── TRECHO DO TEXTO ──

Behavior-pattern in science

ARTIGO ESPECIAL SPECIAL ARTICLE

Conduta na ciência

Behavior-pattern in science

Oswaldo Paulo Forattini

Editor

Pode-se dizer que os que se dedicam à atividade de pesquisa científica constituem classe profissional que se caracteriza por insaciável ânsia de busca de novos conhecimentos. Para eles, tudo que é publicado deve ser divulgado como dado original, ou seja, relativo a algum aspecto até então desconhecido na respectiva especialidade. Isso significa que, nessa inquirição da natureza, devem revelar-se eficazes e, ao mesmo tempo, assegurar-se da exclusividade, isto é, de que ninguém mais está perseguindo as mesmas questões. Em outras palavras, todo cientista deve estar a par do que está sendo feito sobre o problema que está pesquisando, sob pena de chegar atrás ou mesmo, desnecessariamente, chegar a conclusões já divulgadas.

Claro está que tais feições levam, inevitavelmente, à emulação, no bom sentido ou, no pior, à competição e à rivalidade. E em especial modo, em países cujo desenvolvimento científico já atingiu níveis nos quais a própria sobrevivência do pesquisador dependerá dos financiamentos que puder obter para as suas pesquisas. E eles, de maneira geral, dependem da produção consubstanciada na publicação de artigos originais em periódicos de bom nível. É pois compreensível que o esforço conjunto dos milhares de cientistas em todo o mundo esbarre nas fraquezas humanas sob a forma de desvios do comportamento científico.

Este problema tem sido objeto da atenção por parte de várias entidades e, principalmente, por ser do país líder mundial na produção científica da Academia Nacional de Ciências dos Estados Unidos (Alberts e col. 1994). Em relatório resultante de painel específico, identificaram-se três tipos de comportamento inadequado no ambiente de pesquisa que mereceram atenção. São eles, conduta imprópria na ciência, hábitos questionáveis na pesquisa e outras práticas inconvenientes, estas não peculiares à vida científica e que entram para o âmbito da legislação vigente. No primeiro tipo incluem-se atitudes variadas que vão desde a fabricação de dados, o plágio, a falsificação, até a sustentação de artigo provadamente indefensável. Tais situações desagüam, sem limites nítidos, nas condutas chamadas de questionáveis. Dentre estas, as mais comuns têm sido identificadas como desvios de orientação que levam à manipulação de dados, à apropriação indevida de idéias e material de pesquisa e à autoria imprópria. Esta última, pela freqüência com que é praticada, vem adquirindo feições consuetudinária.

───

TAREFA PROPOSTA 1 => Como fica o texto sobre conduta na ciência entre "Claro está que" e "do comportamento científico.", inclusive, se você renomear "pesquisador" para "investigador"? Escreva o trecho com essa troca.

── EXTRATO DE DADOS ──

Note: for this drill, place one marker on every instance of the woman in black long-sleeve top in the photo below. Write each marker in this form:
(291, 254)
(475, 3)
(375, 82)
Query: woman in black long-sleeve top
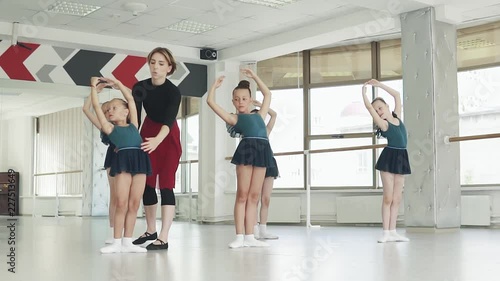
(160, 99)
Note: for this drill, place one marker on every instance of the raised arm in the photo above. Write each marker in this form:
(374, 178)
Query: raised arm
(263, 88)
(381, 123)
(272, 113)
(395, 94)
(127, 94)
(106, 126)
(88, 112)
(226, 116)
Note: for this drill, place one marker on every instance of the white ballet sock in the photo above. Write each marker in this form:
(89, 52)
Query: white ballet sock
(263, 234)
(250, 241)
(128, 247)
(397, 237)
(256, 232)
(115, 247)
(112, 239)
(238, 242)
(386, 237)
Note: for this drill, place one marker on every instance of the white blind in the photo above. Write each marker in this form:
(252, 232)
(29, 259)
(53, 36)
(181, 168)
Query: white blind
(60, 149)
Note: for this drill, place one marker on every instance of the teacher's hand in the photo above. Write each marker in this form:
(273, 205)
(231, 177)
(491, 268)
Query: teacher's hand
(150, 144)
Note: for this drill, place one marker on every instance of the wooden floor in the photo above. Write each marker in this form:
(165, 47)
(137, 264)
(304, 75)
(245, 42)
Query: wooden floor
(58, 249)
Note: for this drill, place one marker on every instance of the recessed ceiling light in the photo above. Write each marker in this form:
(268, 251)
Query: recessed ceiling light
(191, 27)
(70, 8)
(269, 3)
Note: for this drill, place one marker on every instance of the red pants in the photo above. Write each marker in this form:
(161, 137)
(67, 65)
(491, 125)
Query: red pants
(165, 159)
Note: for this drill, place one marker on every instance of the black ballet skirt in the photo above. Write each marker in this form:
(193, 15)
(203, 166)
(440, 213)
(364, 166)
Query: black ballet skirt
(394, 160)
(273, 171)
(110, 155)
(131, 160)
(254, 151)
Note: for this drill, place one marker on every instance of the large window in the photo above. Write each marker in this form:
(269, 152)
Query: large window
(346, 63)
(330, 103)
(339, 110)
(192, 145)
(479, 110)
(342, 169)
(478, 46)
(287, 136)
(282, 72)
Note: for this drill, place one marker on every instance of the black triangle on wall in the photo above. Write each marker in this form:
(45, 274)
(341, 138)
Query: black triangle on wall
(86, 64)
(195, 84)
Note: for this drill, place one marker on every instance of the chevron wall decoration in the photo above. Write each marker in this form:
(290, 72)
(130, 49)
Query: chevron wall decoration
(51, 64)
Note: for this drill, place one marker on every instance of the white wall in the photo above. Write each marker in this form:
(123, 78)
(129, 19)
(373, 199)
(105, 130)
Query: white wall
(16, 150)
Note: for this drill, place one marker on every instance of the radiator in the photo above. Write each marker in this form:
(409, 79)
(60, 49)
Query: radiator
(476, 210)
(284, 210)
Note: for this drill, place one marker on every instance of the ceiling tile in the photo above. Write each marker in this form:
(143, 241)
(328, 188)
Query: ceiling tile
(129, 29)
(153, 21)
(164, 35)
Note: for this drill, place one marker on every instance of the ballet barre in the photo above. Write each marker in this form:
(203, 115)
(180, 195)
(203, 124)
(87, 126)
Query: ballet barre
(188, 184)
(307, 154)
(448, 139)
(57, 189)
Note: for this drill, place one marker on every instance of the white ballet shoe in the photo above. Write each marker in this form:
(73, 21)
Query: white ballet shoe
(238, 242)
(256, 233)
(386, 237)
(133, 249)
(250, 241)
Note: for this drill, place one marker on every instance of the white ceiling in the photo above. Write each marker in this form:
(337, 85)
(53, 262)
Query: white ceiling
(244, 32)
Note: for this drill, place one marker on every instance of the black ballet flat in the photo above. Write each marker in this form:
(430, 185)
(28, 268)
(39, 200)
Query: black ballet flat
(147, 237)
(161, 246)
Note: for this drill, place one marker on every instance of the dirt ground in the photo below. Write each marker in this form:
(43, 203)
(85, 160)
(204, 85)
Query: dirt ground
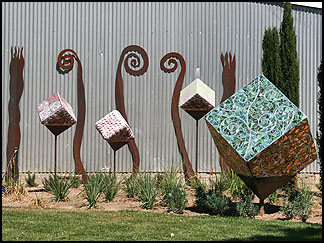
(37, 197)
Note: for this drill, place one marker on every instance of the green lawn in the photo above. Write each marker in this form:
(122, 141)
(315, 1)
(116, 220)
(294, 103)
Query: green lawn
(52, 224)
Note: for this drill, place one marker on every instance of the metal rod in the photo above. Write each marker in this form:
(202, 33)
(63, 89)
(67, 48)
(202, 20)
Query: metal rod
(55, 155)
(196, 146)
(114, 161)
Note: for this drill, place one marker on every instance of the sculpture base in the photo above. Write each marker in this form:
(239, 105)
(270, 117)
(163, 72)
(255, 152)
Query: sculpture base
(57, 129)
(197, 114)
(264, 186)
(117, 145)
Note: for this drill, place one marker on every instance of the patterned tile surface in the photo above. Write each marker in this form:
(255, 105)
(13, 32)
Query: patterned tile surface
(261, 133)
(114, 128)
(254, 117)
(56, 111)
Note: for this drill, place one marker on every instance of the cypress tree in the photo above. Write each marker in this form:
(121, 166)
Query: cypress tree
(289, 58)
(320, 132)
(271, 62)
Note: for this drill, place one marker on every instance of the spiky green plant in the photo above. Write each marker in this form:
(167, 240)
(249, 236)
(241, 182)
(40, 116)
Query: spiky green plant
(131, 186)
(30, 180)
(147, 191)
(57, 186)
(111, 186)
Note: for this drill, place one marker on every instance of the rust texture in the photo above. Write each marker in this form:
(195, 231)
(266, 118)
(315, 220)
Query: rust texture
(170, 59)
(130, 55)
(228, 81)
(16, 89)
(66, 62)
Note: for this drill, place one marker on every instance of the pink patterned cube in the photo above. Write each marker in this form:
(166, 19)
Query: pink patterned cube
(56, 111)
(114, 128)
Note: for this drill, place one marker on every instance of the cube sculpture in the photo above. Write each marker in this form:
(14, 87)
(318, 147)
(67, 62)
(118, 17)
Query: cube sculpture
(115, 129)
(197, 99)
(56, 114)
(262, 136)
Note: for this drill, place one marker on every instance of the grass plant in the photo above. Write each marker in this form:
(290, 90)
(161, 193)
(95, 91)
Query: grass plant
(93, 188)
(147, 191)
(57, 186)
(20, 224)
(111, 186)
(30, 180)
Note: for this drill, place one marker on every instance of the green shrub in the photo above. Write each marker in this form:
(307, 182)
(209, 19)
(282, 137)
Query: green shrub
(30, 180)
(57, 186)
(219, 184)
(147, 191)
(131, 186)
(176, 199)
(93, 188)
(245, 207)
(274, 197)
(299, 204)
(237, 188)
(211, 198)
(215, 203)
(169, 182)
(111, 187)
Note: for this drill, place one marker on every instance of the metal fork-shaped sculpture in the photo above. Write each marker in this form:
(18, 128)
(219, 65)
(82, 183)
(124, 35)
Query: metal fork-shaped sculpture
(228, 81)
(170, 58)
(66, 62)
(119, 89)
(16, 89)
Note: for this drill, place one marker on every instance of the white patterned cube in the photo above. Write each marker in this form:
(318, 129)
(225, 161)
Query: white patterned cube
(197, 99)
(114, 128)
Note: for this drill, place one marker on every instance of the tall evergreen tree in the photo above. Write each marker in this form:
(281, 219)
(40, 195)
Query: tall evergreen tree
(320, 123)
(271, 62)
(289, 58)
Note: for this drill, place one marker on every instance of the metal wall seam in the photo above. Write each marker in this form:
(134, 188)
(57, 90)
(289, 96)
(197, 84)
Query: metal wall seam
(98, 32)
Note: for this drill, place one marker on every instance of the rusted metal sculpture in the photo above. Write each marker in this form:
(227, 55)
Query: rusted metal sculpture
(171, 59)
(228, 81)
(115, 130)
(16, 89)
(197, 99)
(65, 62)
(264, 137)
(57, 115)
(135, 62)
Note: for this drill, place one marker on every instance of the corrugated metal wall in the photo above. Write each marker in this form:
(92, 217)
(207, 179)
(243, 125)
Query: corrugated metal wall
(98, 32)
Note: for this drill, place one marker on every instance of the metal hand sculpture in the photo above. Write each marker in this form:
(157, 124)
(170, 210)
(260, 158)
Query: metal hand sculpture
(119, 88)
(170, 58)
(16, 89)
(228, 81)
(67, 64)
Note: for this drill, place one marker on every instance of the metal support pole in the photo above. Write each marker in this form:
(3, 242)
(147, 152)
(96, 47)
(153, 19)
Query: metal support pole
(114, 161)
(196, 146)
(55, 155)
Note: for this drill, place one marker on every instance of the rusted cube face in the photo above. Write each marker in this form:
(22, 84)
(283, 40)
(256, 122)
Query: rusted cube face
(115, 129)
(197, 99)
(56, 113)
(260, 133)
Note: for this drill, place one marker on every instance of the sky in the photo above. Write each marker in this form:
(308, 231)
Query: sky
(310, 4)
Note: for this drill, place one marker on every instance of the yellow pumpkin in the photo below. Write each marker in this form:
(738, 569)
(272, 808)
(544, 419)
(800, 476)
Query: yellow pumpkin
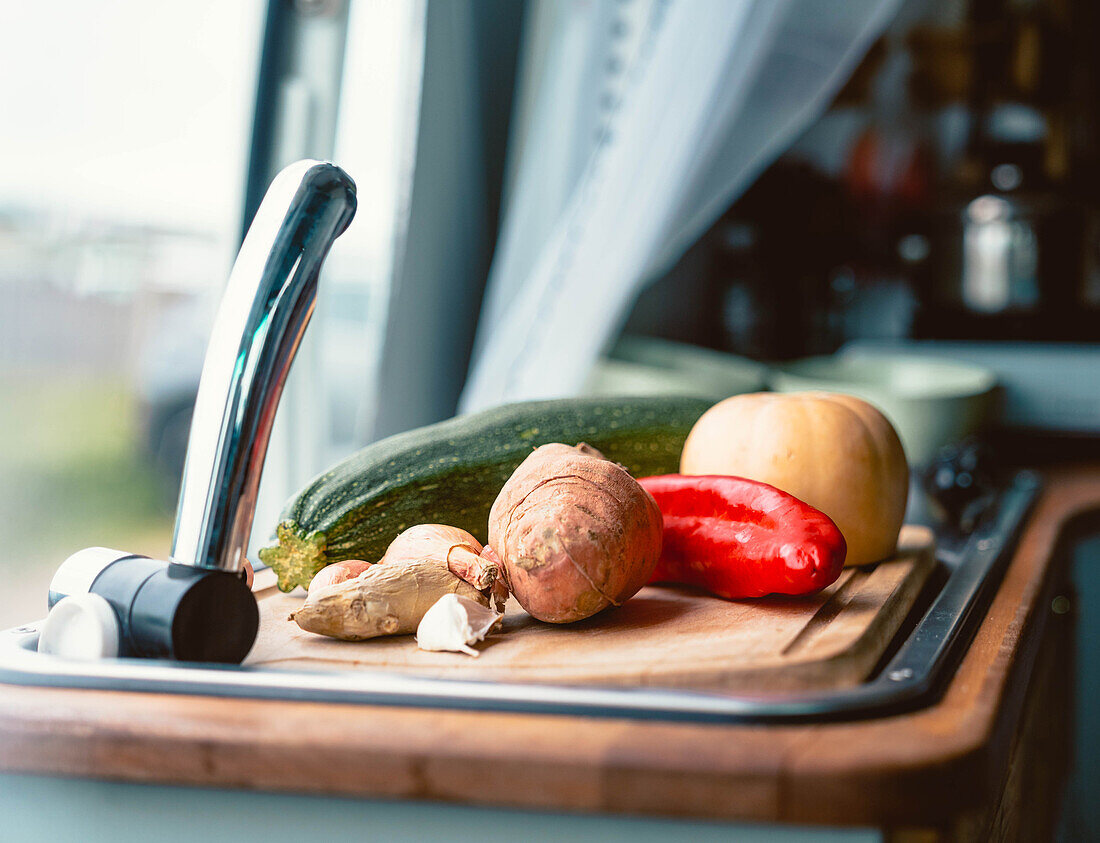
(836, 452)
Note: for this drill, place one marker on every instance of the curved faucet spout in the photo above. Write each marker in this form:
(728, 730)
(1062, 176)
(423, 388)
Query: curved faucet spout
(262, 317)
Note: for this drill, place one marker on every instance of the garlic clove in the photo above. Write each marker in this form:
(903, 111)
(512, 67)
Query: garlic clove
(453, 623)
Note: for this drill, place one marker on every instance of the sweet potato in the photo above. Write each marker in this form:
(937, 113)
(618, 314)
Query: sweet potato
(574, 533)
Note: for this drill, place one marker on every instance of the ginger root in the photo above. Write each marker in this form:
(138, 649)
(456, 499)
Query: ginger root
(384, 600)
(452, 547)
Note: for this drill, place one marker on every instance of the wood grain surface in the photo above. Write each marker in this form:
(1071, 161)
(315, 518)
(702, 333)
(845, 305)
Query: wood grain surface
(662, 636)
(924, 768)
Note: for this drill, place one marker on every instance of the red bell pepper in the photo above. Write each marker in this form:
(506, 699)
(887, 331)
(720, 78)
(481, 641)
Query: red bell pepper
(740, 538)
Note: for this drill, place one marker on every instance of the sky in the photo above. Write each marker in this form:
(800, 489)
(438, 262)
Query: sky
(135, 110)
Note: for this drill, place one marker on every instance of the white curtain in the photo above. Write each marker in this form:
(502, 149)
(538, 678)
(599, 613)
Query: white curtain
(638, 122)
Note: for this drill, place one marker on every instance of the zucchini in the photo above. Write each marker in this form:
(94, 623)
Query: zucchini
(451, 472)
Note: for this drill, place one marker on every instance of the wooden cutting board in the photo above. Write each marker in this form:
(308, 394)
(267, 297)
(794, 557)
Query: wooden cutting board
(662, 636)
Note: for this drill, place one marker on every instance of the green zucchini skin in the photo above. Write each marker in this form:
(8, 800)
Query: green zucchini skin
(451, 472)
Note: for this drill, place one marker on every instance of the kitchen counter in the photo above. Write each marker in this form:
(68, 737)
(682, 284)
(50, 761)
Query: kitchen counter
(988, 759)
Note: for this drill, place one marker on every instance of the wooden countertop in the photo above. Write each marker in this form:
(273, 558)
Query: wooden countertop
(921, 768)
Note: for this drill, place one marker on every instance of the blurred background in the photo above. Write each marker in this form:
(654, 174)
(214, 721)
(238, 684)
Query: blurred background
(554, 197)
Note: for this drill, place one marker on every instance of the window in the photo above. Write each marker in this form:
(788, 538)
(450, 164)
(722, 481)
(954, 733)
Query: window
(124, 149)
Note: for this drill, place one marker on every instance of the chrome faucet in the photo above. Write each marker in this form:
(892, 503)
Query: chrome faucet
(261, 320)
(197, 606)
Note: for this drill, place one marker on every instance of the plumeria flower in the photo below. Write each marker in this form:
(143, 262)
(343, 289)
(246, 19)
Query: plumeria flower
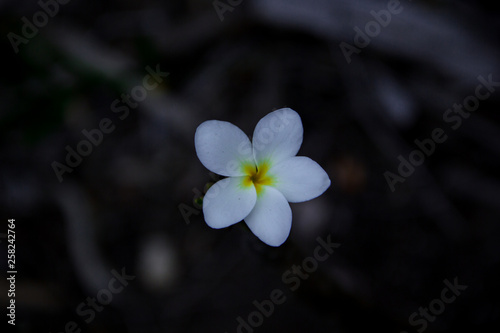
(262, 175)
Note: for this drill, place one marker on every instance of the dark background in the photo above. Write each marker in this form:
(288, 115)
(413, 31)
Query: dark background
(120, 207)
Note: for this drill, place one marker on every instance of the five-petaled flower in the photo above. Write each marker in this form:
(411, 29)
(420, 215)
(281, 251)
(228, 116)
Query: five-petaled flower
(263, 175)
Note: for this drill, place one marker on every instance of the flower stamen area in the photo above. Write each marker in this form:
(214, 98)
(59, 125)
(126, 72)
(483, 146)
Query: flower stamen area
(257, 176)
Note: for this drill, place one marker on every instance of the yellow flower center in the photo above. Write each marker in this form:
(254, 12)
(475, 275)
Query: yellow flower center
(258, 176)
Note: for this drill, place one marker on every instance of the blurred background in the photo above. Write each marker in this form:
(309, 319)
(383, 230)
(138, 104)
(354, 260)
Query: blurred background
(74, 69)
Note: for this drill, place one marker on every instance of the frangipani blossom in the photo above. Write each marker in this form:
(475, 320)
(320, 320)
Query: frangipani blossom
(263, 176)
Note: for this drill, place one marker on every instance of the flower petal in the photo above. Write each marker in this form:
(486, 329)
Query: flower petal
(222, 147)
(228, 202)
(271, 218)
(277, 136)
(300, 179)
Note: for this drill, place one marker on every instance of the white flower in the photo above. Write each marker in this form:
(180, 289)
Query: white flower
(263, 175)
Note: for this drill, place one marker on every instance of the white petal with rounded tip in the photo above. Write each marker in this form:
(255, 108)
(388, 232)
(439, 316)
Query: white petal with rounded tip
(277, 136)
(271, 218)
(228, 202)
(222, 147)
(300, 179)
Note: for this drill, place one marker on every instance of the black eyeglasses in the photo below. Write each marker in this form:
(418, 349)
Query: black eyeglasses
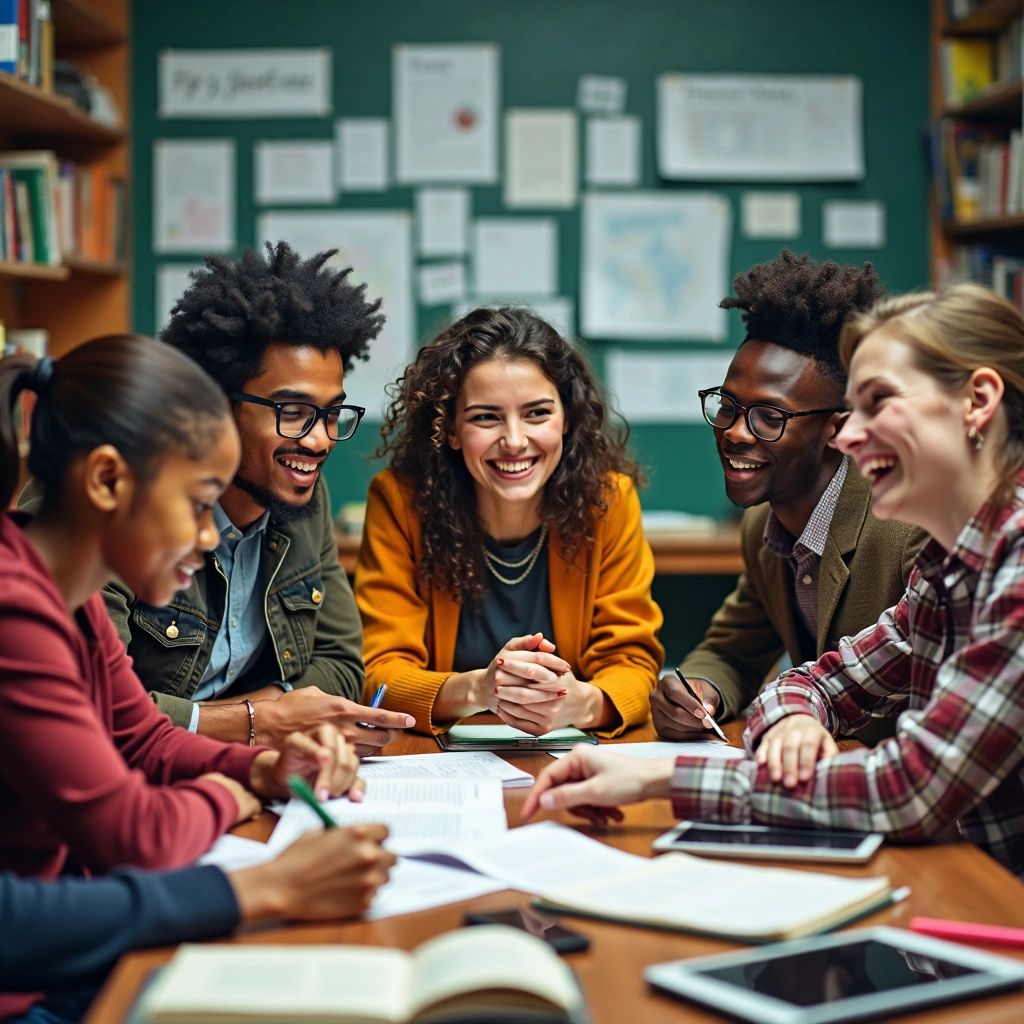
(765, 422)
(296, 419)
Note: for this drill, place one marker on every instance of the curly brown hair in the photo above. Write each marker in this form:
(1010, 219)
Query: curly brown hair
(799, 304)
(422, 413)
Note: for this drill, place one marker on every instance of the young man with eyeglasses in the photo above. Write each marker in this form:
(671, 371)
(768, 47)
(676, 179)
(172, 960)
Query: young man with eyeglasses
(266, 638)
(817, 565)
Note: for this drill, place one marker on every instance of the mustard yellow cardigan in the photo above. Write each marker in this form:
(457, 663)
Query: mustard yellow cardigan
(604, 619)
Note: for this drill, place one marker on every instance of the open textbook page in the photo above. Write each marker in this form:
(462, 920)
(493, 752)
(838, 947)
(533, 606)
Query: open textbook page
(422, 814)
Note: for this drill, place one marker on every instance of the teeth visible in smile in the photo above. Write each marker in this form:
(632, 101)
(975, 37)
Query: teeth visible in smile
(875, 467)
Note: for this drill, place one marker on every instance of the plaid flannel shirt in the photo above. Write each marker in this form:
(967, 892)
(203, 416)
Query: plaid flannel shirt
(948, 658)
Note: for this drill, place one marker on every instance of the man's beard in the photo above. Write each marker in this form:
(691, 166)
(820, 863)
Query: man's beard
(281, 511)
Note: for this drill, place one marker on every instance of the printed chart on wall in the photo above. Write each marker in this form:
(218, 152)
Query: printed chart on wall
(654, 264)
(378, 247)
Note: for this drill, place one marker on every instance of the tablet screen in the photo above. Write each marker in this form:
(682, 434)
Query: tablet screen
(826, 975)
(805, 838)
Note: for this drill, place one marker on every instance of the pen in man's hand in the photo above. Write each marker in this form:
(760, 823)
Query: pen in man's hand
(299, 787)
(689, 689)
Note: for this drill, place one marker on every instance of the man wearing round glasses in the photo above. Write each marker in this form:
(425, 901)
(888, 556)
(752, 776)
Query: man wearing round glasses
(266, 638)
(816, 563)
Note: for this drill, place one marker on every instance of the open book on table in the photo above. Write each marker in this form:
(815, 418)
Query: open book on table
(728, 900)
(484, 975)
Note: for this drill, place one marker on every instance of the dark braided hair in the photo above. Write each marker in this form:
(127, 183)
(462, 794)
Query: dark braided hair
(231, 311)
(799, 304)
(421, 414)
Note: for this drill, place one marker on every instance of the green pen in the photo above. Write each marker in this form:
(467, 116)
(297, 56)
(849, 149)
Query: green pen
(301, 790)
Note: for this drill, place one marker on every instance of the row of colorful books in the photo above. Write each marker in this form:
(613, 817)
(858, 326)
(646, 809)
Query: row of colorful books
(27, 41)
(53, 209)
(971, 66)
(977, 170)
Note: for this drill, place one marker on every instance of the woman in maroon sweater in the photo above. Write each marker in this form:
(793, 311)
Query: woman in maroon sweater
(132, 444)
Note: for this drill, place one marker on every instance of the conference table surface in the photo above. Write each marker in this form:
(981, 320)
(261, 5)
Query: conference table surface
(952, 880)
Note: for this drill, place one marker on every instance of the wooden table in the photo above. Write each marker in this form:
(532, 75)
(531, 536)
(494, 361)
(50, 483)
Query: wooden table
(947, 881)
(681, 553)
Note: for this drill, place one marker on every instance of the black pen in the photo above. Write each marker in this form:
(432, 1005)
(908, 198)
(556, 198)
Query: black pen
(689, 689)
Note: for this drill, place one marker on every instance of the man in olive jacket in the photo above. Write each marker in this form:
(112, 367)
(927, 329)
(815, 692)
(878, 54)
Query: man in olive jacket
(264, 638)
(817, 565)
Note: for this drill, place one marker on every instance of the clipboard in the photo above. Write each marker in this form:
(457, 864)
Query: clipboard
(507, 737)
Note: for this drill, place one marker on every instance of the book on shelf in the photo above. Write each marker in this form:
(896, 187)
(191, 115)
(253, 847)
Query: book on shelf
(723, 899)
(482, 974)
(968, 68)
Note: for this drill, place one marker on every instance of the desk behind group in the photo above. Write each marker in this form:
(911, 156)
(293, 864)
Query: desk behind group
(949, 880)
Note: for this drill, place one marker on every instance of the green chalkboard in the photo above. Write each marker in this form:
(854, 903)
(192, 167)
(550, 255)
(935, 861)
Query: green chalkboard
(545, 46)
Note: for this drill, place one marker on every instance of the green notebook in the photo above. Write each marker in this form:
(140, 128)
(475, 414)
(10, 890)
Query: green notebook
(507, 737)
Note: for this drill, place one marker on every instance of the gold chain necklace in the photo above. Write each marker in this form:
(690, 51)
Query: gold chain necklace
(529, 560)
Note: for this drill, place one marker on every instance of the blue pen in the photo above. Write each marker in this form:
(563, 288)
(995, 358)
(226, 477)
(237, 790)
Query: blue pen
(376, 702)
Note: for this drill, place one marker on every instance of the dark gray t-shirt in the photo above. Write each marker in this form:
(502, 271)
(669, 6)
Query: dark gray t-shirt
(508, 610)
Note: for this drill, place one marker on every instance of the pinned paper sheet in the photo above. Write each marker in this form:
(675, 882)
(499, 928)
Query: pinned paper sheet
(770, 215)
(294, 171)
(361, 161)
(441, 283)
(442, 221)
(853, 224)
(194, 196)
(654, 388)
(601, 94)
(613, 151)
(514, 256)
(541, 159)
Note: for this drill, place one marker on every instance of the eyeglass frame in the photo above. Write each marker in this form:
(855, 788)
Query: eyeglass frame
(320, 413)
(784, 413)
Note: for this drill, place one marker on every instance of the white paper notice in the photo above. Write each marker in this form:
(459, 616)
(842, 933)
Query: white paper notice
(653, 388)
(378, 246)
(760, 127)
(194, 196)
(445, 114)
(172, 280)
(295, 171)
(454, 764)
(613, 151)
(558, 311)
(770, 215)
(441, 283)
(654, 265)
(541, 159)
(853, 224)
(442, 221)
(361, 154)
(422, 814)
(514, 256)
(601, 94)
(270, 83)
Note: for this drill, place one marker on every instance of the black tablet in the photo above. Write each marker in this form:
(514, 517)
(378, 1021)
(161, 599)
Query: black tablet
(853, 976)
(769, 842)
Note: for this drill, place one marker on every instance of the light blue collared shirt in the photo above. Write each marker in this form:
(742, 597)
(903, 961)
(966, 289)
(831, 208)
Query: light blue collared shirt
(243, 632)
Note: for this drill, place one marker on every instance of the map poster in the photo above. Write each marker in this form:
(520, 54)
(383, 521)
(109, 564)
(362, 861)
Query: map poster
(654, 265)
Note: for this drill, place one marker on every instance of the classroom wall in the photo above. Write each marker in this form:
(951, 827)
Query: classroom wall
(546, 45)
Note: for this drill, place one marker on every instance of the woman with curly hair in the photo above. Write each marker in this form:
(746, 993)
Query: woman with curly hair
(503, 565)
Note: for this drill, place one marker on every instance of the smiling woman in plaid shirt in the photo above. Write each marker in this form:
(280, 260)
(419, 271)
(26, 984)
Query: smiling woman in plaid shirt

───

TAREFA PROPOSTA 2 => Identifique todas as linhas das entradas que contêm a palavra "pinned" e copie cada uma delas. Maiúsculas e minúsculas contam.

RESULTADO CORRETO 1 =>
Claro está que tais feições levam, inevitavelmente, à emulação, no bom sentido ou, no pior, à competição e à rivalidade. E em especial modo, em países cujo desenvolvimento científico já atingiu níveis nos quais a própria sobrevivência do investigador dependerá dos financiamentos que puder obter para as suas pesquisas. E eles, de maneira geral, dependem da produção consubstanciada na publicação de artigos originais em periódicos de bom nível. É pois compreensível que o esforço conjunto dos milhares de cientistas em todo o mundo esbarre nas fraquezas humanas sob a forma de desvios do comportamento científico.

RESULTADO CORRETO 2 =>
Note: for this drill, place one marker on every instance of the pinned paper sheet in the photo above. Write each marker in this form:
Query: pinned paper sheet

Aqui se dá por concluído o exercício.